---------- ARTICLE
Sunday 29 January 2017

What's Your Spirit Color?

Ever since I remember being in school, 26th January and 15th August have been incredibly busy. While we were at Dad's school, I would go accompany his students for the 4 AM March past and slogan calls all over the campus.
That was how we would wake everybody up. And I would look forward to the day ahead. There would be flag hoisting and cultural performances, Dad's speech.
And then it would be my turn for which Dad would have made me rehearse for almost a month. While I would go on to the center stage and hold the microphone, something in me would hope I wish I never have to stop doing this. And every single time, the school would reward me with a little prize.
Dad would be called to hand it over to me.
I was probably too little to understand if it made him proud.
But Mom has kept those moments alive in pictures. I can tell he was happy, he was living the two of us together.

I like re-visiting that period every time I'm home. Mom has now given up on asking me why I'm always around the album cabin.

Through my brief stay in the boarding school and then eventually moving to a Convent School, I was always asked to prepare a speech about Independence/Republic Day and deliver it. I have enjoyed doing that. While in college too, I ensured I call up Dad at 5 in the morning to wish him and then try getting a few quotes from him which I could use for my write-ups. I was mature enough now to understand this is making him feel valued, making me feel dependent. We were both okay with agreeing to that.

26th Jan 2017 was the first time ever this day felt a holiday. I was in my flat the whole time. Dad wore a suit I got him for the School function. I almost choked when the thought dawned over that he would have given a speech. And I did not. He posted a selfie later with Maa and I had my excuse to call my parents and wish them.
I guess he knew what I was feeling. I guess he wanted to say I was very much there with him, on stage while he spoke and did those adorable gestures with his hands and neck. But he never said anything. Neither did I.

The next day I go to office, I'm trying to be happy. But 26th Jan was different this time, how could I?
It's difficult accepting reality sometimes.

To divert my mind, I happened to ask a colleague how this Republic Day fared for him. He showed me a video where there are three kids, one belonging each to the Hinduism, Islam and Christianity. They want to see a Republic Day function in a school close to them but they're not allowed inside. They find a way out. The Muslim kid goes to a Mosque and gets a Green piece of cloth. The Hindu kid goes to a Hanuman temple and gets a Saffron piece. The Christian child goes to a Church and brings a White piece of cloth from near to Lord Jesus's foot.
--------------------
---------- EXTRACTED INFORMATION
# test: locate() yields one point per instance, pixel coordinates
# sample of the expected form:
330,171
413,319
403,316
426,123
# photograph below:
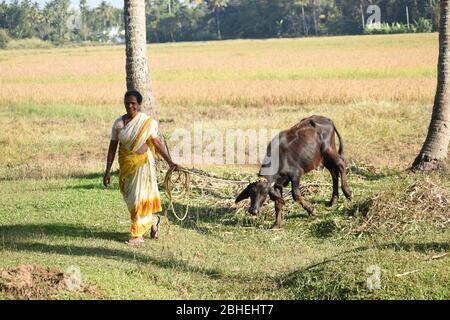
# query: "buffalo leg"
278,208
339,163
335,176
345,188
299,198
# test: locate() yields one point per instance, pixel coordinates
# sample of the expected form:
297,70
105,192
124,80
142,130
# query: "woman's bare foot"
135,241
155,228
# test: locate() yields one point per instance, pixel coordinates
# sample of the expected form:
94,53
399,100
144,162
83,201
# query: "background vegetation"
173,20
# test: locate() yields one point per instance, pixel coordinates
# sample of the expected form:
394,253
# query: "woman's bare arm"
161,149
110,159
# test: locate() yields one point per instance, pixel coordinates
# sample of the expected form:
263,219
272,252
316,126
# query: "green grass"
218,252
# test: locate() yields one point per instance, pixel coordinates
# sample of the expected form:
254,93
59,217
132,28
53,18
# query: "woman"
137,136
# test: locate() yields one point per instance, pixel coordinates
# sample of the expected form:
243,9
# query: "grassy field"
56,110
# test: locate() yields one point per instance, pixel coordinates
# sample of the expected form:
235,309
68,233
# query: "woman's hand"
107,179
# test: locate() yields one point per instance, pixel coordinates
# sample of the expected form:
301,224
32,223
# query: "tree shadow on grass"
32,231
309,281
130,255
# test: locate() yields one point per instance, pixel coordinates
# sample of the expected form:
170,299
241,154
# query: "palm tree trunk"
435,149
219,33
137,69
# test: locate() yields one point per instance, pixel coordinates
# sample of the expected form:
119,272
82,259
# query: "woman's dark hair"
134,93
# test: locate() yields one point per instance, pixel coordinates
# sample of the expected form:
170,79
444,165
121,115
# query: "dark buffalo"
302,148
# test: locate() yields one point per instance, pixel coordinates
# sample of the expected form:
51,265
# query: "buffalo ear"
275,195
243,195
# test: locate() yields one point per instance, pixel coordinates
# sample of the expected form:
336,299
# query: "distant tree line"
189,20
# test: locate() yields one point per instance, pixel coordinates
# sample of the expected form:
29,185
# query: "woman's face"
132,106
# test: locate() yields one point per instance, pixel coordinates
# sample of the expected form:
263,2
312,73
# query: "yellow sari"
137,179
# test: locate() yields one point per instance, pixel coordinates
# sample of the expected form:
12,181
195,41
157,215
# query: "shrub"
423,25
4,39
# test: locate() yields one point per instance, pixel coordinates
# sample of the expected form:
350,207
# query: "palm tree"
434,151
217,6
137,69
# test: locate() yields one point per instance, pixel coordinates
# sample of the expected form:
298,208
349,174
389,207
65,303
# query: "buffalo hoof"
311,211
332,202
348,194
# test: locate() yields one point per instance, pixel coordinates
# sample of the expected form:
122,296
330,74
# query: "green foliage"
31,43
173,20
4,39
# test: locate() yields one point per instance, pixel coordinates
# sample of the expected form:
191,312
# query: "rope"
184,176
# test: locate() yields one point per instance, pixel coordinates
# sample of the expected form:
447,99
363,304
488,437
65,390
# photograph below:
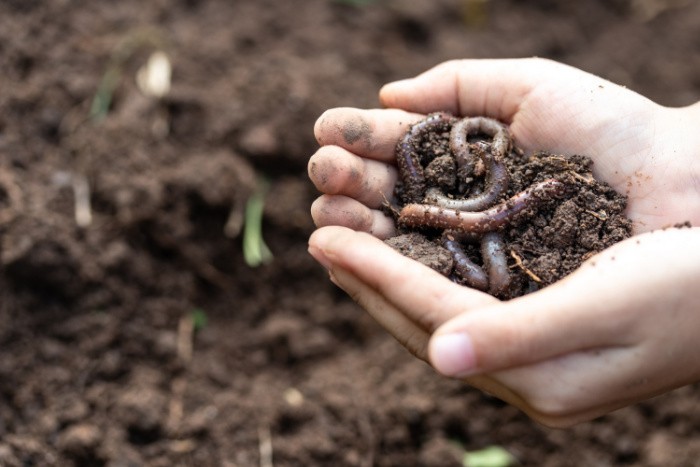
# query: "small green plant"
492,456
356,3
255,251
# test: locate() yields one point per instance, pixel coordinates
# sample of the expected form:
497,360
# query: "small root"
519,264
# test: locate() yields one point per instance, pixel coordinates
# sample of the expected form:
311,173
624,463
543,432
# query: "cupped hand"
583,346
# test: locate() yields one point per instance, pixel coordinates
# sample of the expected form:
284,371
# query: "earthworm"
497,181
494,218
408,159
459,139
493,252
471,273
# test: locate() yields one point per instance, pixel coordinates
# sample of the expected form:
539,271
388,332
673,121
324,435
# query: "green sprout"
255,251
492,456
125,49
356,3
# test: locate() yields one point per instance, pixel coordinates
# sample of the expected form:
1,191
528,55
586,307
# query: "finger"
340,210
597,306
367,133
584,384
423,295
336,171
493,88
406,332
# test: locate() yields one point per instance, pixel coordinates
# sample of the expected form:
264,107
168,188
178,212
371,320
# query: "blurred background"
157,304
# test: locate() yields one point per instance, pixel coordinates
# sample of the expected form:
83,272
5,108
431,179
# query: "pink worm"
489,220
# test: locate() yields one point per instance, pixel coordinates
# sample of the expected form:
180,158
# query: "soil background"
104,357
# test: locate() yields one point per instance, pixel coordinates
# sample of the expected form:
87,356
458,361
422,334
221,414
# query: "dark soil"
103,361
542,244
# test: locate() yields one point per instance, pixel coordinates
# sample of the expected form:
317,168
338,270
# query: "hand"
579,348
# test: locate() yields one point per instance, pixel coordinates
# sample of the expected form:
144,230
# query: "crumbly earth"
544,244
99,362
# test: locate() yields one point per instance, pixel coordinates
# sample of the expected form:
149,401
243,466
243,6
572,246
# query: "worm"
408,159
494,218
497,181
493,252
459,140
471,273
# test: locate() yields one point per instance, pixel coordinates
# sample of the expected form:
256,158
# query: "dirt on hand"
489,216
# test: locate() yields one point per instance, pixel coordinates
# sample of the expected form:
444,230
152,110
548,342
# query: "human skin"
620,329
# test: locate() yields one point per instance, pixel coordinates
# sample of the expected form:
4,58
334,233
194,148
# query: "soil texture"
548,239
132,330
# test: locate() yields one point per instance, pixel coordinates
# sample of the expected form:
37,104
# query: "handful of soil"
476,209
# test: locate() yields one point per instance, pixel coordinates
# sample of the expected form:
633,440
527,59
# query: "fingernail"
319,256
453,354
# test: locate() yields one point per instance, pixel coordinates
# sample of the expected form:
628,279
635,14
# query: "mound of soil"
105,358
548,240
--------------------
---------- EXTRACTED INFORMATION
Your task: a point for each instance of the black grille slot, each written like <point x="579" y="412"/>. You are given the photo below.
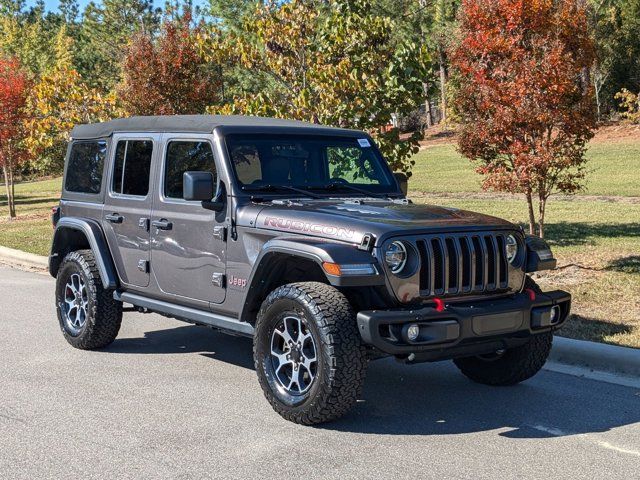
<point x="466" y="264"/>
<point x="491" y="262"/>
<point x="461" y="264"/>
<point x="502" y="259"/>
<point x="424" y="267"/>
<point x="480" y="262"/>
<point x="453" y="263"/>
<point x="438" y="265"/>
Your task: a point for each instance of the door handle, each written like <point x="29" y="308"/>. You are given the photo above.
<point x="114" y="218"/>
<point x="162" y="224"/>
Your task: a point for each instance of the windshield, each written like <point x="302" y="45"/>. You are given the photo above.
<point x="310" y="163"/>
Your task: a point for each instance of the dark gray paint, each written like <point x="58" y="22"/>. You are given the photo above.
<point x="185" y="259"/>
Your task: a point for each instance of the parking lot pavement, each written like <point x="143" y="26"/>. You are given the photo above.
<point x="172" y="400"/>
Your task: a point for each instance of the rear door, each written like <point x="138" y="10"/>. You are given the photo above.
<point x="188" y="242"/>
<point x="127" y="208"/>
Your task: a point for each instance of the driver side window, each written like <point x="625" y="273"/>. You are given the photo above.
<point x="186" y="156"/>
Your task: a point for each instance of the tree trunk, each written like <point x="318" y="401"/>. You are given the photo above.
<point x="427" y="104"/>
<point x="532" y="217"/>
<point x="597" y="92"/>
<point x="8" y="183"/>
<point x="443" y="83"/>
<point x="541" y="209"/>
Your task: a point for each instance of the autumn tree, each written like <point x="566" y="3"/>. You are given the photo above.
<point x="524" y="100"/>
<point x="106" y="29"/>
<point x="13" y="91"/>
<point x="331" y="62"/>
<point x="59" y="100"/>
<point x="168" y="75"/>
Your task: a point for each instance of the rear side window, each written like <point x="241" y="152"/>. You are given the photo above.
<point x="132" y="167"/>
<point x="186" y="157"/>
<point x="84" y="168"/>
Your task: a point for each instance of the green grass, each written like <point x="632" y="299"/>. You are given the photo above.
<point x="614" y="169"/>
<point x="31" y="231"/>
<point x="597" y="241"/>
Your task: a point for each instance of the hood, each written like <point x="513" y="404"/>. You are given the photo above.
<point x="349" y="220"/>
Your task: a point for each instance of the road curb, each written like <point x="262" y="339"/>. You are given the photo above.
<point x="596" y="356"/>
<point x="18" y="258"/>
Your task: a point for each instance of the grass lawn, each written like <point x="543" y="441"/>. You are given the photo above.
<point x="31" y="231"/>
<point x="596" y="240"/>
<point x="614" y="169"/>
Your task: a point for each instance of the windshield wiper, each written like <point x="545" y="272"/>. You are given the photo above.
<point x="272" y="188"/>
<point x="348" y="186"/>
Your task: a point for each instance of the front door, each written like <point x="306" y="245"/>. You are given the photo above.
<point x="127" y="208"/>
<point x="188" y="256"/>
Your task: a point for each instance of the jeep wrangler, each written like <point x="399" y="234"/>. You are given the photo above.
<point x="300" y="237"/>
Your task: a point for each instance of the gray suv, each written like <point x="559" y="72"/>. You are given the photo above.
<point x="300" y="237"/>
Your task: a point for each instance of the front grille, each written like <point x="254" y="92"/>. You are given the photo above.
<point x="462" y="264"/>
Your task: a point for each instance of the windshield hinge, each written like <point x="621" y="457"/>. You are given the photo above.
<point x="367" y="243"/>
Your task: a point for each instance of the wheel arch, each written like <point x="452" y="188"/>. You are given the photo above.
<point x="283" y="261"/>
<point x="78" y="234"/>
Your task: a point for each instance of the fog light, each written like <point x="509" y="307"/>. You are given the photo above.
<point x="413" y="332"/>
--------------------
---------- EXTRACTED INFORMATION
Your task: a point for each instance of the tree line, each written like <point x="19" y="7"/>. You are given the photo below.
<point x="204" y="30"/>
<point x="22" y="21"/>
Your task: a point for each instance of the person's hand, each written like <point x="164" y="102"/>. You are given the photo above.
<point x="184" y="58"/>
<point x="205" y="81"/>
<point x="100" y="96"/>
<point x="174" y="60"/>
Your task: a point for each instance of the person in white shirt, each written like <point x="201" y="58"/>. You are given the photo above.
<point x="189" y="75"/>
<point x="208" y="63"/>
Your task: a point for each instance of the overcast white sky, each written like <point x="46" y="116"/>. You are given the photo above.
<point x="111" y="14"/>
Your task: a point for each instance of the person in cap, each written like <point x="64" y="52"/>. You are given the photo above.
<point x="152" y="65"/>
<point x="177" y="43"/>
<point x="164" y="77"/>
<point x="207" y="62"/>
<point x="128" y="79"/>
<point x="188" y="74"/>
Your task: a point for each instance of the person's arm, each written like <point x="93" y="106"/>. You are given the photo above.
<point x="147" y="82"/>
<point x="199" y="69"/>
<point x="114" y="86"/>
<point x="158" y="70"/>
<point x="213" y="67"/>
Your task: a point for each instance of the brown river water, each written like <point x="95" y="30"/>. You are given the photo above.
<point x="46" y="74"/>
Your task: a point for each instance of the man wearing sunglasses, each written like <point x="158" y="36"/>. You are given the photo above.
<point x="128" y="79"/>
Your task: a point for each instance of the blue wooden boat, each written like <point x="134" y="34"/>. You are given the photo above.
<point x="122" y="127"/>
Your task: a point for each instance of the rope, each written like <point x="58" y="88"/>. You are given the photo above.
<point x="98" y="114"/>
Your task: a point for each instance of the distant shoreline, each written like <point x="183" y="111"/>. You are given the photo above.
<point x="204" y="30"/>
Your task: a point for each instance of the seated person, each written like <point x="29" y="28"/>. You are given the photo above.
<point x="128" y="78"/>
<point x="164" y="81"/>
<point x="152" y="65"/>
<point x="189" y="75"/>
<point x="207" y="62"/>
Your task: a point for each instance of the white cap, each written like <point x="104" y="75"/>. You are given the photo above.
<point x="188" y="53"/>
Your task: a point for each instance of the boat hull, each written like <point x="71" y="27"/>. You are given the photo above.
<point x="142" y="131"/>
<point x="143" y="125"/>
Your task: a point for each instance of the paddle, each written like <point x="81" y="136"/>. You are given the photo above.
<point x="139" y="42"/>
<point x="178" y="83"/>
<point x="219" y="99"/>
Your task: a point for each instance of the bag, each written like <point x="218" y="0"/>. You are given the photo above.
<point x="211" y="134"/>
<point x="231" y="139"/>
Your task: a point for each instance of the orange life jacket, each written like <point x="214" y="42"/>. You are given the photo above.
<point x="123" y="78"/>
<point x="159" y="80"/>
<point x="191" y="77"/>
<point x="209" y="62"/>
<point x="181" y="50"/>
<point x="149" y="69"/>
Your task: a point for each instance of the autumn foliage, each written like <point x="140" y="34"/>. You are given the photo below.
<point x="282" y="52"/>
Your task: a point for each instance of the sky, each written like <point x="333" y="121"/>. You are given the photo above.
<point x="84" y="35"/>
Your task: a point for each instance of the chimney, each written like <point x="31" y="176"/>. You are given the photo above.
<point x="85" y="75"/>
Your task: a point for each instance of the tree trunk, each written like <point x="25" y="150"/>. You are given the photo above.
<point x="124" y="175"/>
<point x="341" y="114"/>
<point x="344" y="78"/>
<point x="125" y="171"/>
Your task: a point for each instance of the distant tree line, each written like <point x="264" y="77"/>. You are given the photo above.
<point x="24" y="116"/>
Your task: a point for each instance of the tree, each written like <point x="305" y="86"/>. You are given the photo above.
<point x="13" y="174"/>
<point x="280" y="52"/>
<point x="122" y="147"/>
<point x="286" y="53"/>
--------------------
» OBJECTIVES
1. Retype the passage in the Republic Day post starting with "Sunday 29 January" and going on through "over to me.".
2. For each statement below, decide whether the Republic Day post supports it. Answer yes or no and quote the words that settle it.
(a) In college, the narrator called Dad at 5 in the morning to wish him.
(b) On 26th Jan 2017, the narrator attended the school function.
(c) The Hindu kid gets a Green piece of cloth from a Mosque.
3. Proceed with the Republic Day post from the point where it stops.

» ANSWERS PER TASK
1.
Sunday 29 January 2017

What's Your Spirit Color?

Ever since I remember being in school, 26th January and 15th August have been incredibly busy. While we were at Dad's school, I would go accompany his students for the 4 AM March past and slogan calls all over the campus.
That was how we would wake everybody up. And I would look forward to the day ahead. There would be flag hoisting and cultural performances, Dad's speech.
And then it would be my turn for which Dad would have made me rehearse for almost a month. While I would go on to the center stage and hold the microphone, something in me would hope I wish I never have to stop doing this. And every single time, the school would reward me with a little prize.
Dad would be called to hand it over to me.

2.
(a) Yes: "I ensured I call up Dad at 5 in the morning to wish him"
(b) No: "I was in my flat the whole time."
(c) No: "The Hindu kid goes to a Hanuman temple and gets a Saffron piece."

3.
The kids then sew those cloth pieces together. And the next thing I see in the video is they're attempting to raise the National Flag they made by hooking it across a bamboo stick.

All I could manage in that moment was to be grateful to Ajit, my colleague for showing this to me.
I take extreme pride in India, being an Indian.

I realized circumstances could bind you to behave a certain way. But your spirit is unchained. Alive. Colorful.
My spirit is Red because my heart agrees to be it's Confidante.
I'll breathe Red in all my reasons of Hope, Choices and Change.

When things go downhill for you, maybe take a moment to identify what's your spirit color!
And paint all of You in it. You'll feel your chosen color, you'll become that to live it.

Tuesday 17 January 2017

Our First Voices


The first time my Dad stood behind me while I recited the 'Gayatri Mantra' on stage in front of 200 odd people, he made me believe at the age of 4 that I could grow up to become an excellent orator.
The first time I saw Maa draping a sari, I knew I wish to become a woman of that aura one day.
The first time I met an Acid attack victim running a beauty parlor because she's passionate about it, I felt something change within me.

My first encounter with the husband of an Autistic woman taught me all you need to love and be loved is intent.

The first time
I Lost a Speech competition in Std. 9th, I felt it's the end of the world.
The first time I saw Deepa Malik win a medal for India at Paralympics, I learnt no loss or pain is bigger than your determination.
The first time a kid came up to me and broke down about how his friends make fun of his stammer, I realized I have a duty to perform.
The first time I realized I will never be able to meet Dr. Abdul Kalam, while hosting his Condolence Meet in College, I sighed because some Dreams got to just remain such forever.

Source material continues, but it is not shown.